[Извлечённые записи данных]
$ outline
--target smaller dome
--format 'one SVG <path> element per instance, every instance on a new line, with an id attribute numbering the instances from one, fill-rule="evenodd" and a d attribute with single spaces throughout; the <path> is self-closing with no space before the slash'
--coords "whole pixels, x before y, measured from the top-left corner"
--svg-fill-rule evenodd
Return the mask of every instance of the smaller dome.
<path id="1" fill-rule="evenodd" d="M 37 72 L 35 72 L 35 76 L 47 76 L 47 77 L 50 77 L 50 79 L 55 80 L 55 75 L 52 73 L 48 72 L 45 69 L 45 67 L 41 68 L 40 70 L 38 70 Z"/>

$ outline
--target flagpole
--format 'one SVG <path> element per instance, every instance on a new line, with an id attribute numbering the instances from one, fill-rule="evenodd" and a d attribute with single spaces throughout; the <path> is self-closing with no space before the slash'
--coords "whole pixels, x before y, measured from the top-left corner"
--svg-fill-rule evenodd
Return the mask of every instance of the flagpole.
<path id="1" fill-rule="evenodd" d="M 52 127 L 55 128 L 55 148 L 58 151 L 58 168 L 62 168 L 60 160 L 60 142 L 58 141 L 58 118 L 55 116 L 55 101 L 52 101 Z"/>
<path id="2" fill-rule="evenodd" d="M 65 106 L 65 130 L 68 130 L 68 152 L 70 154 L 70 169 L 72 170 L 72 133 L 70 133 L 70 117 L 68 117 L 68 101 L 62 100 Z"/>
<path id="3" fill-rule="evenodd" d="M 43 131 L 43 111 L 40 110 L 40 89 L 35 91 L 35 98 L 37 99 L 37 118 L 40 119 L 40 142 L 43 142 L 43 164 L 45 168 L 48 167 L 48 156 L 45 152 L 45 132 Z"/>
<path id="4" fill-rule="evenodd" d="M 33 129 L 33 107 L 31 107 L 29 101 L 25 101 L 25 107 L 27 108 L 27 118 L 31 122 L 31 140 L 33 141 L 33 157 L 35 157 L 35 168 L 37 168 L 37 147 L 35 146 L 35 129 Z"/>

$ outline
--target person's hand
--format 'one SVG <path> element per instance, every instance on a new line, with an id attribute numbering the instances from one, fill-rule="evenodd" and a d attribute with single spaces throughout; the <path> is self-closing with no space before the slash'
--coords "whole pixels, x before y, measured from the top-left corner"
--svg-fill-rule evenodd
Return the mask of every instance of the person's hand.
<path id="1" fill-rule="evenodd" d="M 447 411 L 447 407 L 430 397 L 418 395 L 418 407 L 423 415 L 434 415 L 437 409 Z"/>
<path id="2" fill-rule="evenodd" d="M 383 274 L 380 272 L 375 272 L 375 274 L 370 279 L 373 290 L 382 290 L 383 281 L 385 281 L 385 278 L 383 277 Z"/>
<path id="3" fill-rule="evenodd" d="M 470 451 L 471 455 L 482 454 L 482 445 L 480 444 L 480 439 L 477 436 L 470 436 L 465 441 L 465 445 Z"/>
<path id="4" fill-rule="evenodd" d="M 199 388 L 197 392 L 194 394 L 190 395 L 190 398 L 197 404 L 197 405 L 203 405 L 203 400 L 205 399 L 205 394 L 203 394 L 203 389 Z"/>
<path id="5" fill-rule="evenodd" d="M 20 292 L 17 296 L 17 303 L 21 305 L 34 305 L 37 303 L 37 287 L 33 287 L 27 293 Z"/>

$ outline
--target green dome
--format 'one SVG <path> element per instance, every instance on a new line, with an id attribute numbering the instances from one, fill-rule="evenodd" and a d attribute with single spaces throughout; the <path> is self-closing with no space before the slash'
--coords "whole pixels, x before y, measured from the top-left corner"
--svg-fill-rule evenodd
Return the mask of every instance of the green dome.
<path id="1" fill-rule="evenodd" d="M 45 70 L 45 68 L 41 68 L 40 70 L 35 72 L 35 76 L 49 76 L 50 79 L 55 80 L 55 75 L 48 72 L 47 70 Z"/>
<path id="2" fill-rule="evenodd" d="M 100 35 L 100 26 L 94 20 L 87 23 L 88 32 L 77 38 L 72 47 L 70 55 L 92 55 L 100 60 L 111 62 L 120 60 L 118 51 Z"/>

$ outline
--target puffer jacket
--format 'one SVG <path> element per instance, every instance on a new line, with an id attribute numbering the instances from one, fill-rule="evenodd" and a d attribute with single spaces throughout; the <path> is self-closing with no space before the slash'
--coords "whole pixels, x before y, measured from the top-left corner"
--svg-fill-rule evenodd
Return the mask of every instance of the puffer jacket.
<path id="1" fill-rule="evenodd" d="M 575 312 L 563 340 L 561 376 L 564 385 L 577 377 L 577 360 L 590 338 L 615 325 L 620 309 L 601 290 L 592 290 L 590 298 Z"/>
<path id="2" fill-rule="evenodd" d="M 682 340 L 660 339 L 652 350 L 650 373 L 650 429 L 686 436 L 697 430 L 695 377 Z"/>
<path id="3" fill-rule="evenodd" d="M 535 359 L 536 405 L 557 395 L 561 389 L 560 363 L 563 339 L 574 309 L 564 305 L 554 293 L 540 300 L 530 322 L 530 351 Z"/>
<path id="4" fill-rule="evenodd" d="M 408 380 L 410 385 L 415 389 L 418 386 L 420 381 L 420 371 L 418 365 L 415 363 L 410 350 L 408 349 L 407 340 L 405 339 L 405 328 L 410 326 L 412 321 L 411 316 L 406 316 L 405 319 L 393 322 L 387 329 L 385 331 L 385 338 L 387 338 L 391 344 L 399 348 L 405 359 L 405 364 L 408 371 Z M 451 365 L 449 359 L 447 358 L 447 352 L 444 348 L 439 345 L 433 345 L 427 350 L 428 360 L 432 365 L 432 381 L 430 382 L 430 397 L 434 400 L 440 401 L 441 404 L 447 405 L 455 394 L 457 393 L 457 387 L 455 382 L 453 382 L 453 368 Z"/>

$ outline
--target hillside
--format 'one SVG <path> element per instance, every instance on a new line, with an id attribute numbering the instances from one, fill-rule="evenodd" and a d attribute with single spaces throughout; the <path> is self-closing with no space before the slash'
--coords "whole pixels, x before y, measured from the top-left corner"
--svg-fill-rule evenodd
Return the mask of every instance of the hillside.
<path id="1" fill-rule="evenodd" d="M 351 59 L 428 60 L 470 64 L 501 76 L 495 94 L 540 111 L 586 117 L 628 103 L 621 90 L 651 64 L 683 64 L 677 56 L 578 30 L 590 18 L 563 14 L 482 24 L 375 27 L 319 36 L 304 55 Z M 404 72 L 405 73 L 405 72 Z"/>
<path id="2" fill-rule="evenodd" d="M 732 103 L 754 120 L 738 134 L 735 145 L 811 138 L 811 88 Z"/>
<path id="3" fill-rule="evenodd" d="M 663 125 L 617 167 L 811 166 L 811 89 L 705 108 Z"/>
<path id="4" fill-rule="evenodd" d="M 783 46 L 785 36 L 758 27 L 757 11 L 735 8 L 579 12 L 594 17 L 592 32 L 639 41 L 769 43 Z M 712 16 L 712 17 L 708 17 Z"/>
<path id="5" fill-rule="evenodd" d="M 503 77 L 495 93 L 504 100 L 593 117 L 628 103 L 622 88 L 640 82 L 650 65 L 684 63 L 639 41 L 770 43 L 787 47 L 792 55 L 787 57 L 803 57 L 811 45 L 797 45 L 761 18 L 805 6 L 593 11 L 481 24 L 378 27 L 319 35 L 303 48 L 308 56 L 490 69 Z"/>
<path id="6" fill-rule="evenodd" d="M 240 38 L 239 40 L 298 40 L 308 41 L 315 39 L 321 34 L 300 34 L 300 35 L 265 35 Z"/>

• [Порядок работы]: Выпишите все строки выше, в которых есть слово «green». Регистр букв учитывается.

• [Ответ к задаче]:
--target green dome
Return the mask of every instance of the green dome.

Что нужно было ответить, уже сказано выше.